-- START OF Quoted passage --
75 Executives Lobbied Congress for a National Carbon Price. We Listened

FORTUNE magazine

By CHRIS COONS and FRANCIS ROONEY June 1, 2019

Right before Memorial Day, over 75 businesses came to Capitol Hill to demand that their lawmakers establish a national carbon price. The participating business leaders collectively employ over 1 million U.S. workers and represent a combined market value of around $2.5 trillion—the largest group of businesses assembled on the Hill to advocate for climate legislation in a decade.

In over 80 meetings with members and staff from both the House and Senate, these business leaders spoke forcefully on the risk climate change poses to their operations, their employees, and their customers. They challenged Congress to heed their warning, accept the severity of the crisis, and take action to address the threat of a rapidly warming world. And they made clear: There is support in the business community for setting a national carbon price as a central component of any legislative strategy to address climate change.

Now, it is our responsibility, as members of Congress, regardless of our party affiliation, to respond to the businesses who drive our economy.

We represent different parts of the country and stand on opposite sides of the aisle in Washington, but we agree that there is perhaps no issue as urgent for our nation—and our economy—as tackling climate change.

Fortunately, solutions are not as elusive as politics would suggest. Seven in 10 Americans are concerned about climate change—more than ever before. Climate impacts are being felt by Americans all across the country and our constituents are calling for solutions. And an increasing number of both Democrats and Republicans agree on a key policy to address climate change: putting a price on carbon pollution.

Businesses know all about the risks of climate change. Companies are increasingly experiencing disruptions to their supply chains and damages to their assets from floods, droughts, wildfires, storms, and other climate-driven extreme weather, and investors see it reflected in their portfolios. Businesses’ bottom lines show that climate change isn’t a far-off risk, it’s a cost that’s already racking up damages to our economy to the tune of more than $300 billion a year, an amount which is only expected to grow.

That’s why we have both introduced legislation proposing a price on carbon. A price on carbon will level the economic playing field in the energy sector, unlock market-driven innovation, and lead to the deployment of low, zero, and negative carbon technologies. It will help create millions of new jobs and slash U.S. carbon emissions dramatically, making it a powerful tool for curbing climate pollution. Our bills are not the only ones—there are several proposals to price carbon that have been introduced in Congress.

The transition to a cleaner economy should not be achieved at the expense of those who will be hardest hit: That’s why we propose using the proceeds from the carbon fee to help ease the transition to a clean energy economy, by returning money to the taxpayers as a dividend each month, investing in research and development, and rebuilding our infrastructure.

Our approach also aims to efficiently reduce emissions and spur innovation and investment in new technologies. Placing a price on carbon emissions allows for individuals and companies to make more informed decisions by factoring in the cost of greenhouse gas pollution to society, allowing the market to appropriately respond by reallocating resources to lower-emissions products and behaviors. A transition to clean energy is a job creator: In 2018, the renewable energy and energy efficiency sectors alone employed nearly 3.3 million Americans. And this proposal would create and support more jobs across a wide range of sectors, including in the building trades, manufacturing, science, and engineering.
-- END OF Quoted passage --
Decide whether each statement below agrees with the op-ed on a national carbon price, answering yes or no and quoting the op-ed's deciding words. (a) Over 75 businesses came to Capitol Hill to ask for a national carbon price. (b) The business leaders held fewer than 50 meetings with members and staff of Congress. (c) The proposal would return carbon fee money to taxpayers once a year.
-- START OF Records provided --
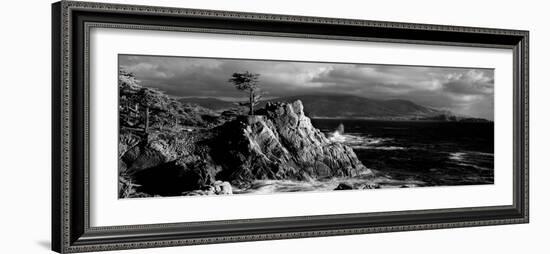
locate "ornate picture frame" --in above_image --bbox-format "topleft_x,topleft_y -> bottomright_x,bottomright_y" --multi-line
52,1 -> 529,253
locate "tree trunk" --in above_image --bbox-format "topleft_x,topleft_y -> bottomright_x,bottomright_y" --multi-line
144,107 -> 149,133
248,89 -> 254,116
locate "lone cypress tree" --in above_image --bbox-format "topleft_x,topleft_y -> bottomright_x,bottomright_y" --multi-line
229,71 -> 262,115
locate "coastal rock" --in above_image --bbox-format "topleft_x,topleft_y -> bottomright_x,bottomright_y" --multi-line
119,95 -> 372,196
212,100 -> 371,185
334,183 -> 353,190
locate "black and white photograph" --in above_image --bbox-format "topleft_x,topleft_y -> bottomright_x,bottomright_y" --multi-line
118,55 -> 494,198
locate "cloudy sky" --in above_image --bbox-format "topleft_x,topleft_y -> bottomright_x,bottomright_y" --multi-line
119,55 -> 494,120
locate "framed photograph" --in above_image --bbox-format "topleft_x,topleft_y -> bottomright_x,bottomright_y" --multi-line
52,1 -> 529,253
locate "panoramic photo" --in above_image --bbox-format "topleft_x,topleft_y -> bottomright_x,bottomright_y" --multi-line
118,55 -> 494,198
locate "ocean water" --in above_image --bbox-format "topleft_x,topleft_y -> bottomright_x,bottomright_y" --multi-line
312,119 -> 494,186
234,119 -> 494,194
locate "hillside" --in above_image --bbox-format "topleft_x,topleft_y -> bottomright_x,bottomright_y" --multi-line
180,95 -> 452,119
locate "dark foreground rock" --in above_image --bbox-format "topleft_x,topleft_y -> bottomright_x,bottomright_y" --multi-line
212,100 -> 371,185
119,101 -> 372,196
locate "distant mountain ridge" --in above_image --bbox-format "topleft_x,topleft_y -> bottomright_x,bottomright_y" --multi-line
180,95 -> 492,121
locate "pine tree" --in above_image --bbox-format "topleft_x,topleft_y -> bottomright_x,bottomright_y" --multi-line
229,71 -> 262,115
-- END OF Records provided --
-- START OF Records provided --
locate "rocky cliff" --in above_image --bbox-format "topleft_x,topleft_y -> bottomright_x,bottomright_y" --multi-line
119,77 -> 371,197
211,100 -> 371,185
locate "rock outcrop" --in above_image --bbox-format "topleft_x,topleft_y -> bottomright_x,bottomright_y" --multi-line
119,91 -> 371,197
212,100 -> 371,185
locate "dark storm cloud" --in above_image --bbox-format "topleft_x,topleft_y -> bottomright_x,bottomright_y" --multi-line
-- END OF Records provided --
-- START OF Records provided --
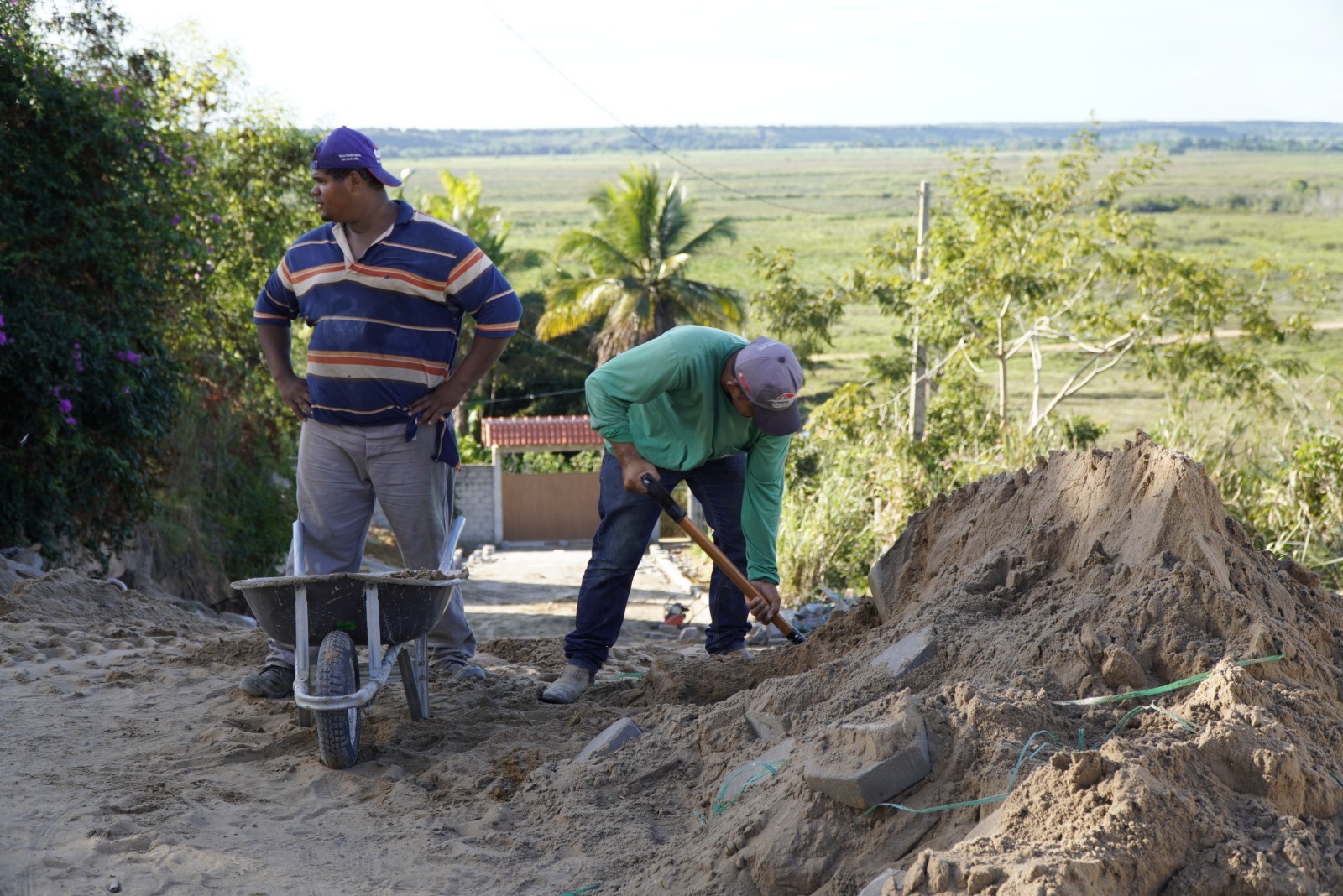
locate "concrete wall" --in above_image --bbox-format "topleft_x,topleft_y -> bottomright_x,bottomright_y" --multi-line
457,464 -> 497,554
-- END OF Records provided --
* Task result:
(a) Yes: "over 75 businesses came to Capitol Hill to demand that their lawmakers establish a national carbon price"
(b) No: "In over 80 meetings with members and staff from both the House and Senate"
(c) No: "returning money to the taxpayers as a dividend each month"